Entries taken from a collection:

——

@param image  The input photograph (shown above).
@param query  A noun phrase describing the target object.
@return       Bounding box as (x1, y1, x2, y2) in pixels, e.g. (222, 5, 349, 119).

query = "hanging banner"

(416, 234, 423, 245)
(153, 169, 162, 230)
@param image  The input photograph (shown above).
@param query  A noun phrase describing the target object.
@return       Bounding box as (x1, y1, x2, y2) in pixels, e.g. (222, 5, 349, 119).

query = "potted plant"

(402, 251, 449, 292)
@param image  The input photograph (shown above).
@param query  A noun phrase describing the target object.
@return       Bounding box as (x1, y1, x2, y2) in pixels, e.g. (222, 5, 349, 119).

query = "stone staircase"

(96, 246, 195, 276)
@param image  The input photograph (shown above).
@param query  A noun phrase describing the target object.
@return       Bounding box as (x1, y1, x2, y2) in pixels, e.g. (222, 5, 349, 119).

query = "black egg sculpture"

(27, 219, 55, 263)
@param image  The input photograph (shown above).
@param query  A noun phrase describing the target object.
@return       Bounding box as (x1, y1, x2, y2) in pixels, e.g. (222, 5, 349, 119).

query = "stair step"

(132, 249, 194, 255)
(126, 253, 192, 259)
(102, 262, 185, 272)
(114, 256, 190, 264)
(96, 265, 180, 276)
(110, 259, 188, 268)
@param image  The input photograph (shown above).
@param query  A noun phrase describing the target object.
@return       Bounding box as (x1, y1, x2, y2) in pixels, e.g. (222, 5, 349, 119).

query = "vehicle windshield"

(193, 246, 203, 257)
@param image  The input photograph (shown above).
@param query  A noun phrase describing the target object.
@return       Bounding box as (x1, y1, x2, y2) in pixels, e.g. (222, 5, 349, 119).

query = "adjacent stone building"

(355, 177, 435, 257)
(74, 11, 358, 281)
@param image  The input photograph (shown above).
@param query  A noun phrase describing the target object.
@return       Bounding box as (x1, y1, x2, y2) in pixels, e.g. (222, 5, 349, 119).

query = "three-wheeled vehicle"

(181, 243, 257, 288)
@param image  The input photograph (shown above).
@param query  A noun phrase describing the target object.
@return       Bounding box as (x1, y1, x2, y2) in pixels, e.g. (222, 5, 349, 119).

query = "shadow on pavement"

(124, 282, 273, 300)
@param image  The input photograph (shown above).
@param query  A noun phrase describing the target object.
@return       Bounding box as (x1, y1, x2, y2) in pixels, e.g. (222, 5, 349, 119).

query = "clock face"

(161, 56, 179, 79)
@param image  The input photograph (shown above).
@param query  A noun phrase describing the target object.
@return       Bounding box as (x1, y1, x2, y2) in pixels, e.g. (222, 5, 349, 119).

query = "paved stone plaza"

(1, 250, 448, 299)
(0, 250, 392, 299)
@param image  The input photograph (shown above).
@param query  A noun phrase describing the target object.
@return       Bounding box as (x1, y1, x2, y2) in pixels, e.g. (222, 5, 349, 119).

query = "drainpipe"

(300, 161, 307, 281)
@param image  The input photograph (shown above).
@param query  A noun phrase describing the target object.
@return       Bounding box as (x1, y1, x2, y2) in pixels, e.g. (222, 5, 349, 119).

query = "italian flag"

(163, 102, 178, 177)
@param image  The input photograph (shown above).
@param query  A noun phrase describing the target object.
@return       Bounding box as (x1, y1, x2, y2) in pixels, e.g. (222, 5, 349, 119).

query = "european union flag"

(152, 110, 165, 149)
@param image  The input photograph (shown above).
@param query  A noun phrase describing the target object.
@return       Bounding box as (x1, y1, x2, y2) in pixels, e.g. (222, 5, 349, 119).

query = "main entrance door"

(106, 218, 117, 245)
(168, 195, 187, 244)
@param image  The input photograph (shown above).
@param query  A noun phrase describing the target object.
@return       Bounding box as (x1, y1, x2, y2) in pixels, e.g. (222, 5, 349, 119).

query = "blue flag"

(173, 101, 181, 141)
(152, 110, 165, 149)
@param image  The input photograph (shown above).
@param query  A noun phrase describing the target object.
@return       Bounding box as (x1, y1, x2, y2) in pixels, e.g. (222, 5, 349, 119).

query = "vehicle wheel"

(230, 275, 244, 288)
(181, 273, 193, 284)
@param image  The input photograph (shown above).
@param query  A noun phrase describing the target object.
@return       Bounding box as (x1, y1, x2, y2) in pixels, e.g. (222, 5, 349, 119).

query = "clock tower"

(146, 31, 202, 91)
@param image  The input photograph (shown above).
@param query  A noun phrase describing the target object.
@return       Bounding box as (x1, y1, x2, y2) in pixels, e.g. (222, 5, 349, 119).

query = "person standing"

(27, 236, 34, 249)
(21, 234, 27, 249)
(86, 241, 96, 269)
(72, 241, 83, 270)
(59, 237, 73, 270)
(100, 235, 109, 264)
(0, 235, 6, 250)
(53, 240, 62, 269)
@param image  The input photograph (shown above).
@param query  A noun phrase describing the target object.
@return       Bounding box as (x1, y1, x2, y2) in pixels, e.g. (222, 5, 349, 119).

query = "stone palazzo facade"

——

What the task asks: In your response, reproduce the records exactly, every one.

Finished exercise:
@param image  The input photograph (shown above).
@param query  A noun phrase describing the target object.
@return       Bounding box as (x1, y1, x2, y2) in pixels, e.g. (222, 5, 349, 119).

query = "hanging banner"

(416, 234, 423, 245)
(153, 169, 162, 230)
@param image  The input photograph (shown above).
@param query  A noun phrase describing the target object.
@return       Bounding box as (x1, y1, x2, y2) in pixels, e.g. (222, 5, 349, 119).

query = "potted plant"

(402, 251, 449, 292)
@param image  The input photograph (shown above).
@param query  A noun phrase describing the target object.
@return       Bounding box as (x1, y1, x2, y2) in pixels, e.g. (222, 5, 349, 119).

query = "stone staircase"

(96, 246, 195, 276)
@param image  The input photograph (shown above).
@param query  A noun phrase describing the target object.
@return       Bounding box as (x1, y1, x2, y2) in pixels, e.g. (222, 5, 349, 119).

query = "black egg sculpture"

(27, 219, 55, 263)
@param image  The input photograph (shown above).
@param query  A noun phrase describing the target object.
@return       Bounding box as (x1, y1, x2, y2) in pixels, e.g. (222, 5, 349, 119).

query = "stair step"

(132, 249, 194, 255)
(126, 253, 192, 259)
(102, 262, 185, 272)
(114, 256, 190, 264)
(96, 265, 180, 276)
(110, 259, 188, 268)
@param image  The input photograph (shown above).
@param query  A noun phrase describing the target object.
@return       Bounding box as (x1, y1, x2, y2) in pixels, e.g. (222, 5, 349, 119).

query = "vehicle windshield"

(193, 246, 203, 257)
@param image  The input photograph (shown above).
@param query  A noun phrase describing the target object.
@return       Bounding box as (x1, y1, x2, y2) in pixels, e.g. (222, 5, 349, 119).

query = "adjacent stone building"

(355, 177, 435, 257)
(74, 11, 358, 281)
@param image  The input photograph (shown above).
@param query  A noun phrase describing the target object.
@return       Bounding box as (x1, y1, x2, y2) in pixels, e.g. (222, 5, 349, 119).

query = "three-wheeled vehicle"

(181, 243, 257, 288)
@param image  The input photograph (shown above).
@param query  A noun phrase describing the target object.
@return       Bounding box as (x1, y1, x2, y2) in pixels, e.g. (222, 5, 349, 119).

query = "shadow on pavement"

(124, 282, 273, 300)
@param image  The input photograph (shown above).
@param query  A noun phrase describing the target object.
@return       Bounding box as (x1, y1, x2, y2) in pixels, e.g. (222, 5, 349, 119).

query = "clock face"

(161, 56, 179, 79)
@param image  The input photograph (shown above).
@param query  A noun phrase describing the target object.
@return       Bounding box as (x1, y1, x2, y2) in pixels, e.g. (222, 5, 349, 119).

query = "paved stone plaza"

(1, 250, 448, 299)
(0, 250, 392, 299)
@param image  The input photograph (shown above).
@param query  A noun phrase describing the target object.
@return       Bounding box as (x1, y1, x2, y2) in pixels, e.g. (222, 5, 349, 119).

query = "drainpipe"

(300, 161, 307, 281)
@param image  The input photograph (shown above).
@param query  A noun phrase describing the target object.
@return       Bounding box as (x1, y1, x2, y2) in pixels, e.g. (222, 5, 349, 119).

query = "italian flag"

(163, 102, 178, 177)
@param image  The input photograph (shown above).
@param query  A noun phrase describing the target object.
@return       Bounding box as (x1, y1, x2, y2) in pixels, e.g. (222, 5, 349, 119).

query = "european union flag"

(152, 110, 165, 149)
@param image  The input photograph (shown above).
@param query  A noun phrase describing the target object.
@return       Bounding box as (x1, y1, x2, y2) in pixels, e.g. (222, 5, 349, 119).

query = "main entrance door"

(106, 218, 117, 245)
(168, 195, 187, 244)
@param image  The input photograph (shown above).
@param query  A noun phrase describing the target object.
@return       Bounding box as (x1, y1, x2, y2) in pixels, e.g. (222, 5, 349, 119).

query = "blue flag"

(173, 101, 181, 141)
(152, 110, 165, 149)
@param image  The input photograph (shown above).
@param query  A noun phrase describing the target object.
@return       Bounding box as (x1, y1, x2, y2) in pixels, e.g. (222, 5, 349, 119).

query = "vehicle wheel"

(230, 275, 244, 288)
(181, 273, 193, 284)
@param image  The input photograph (shown above).
@param query  A noun phrase describing the target object.
@return       Bounding box as (x1, y1, x2, y2) in pixels, e.g. (222, 5, 349, 119).

query = "clock tower"

(146, 31, 202, 91)
@param image  The input photograph (shown above).
@param query  A noun phrase describing the target object.
@return       Bounding box as (x1, y1, x2, y2) in pixels, e.g. (222, 5, 349, 119).

query = "person standing"

(27, 236, 34, 249)
(21, 234, 27, 249)
(86, 241, 96, 269)
(72, 241, 83, 270)
(59, 237, 73, 270)
(100, 235, 109, 264)
(0, 235, 6, 250)
(53, 240, 62, 269)
@param image  The input photograph (shown above).
@param query  A noun phrase describing the target object.
@return       Bounding box as (x1, y1, x2, y2) in pixels, e.g. (222, 5, 349, 119).

query = "stone palazzo facade"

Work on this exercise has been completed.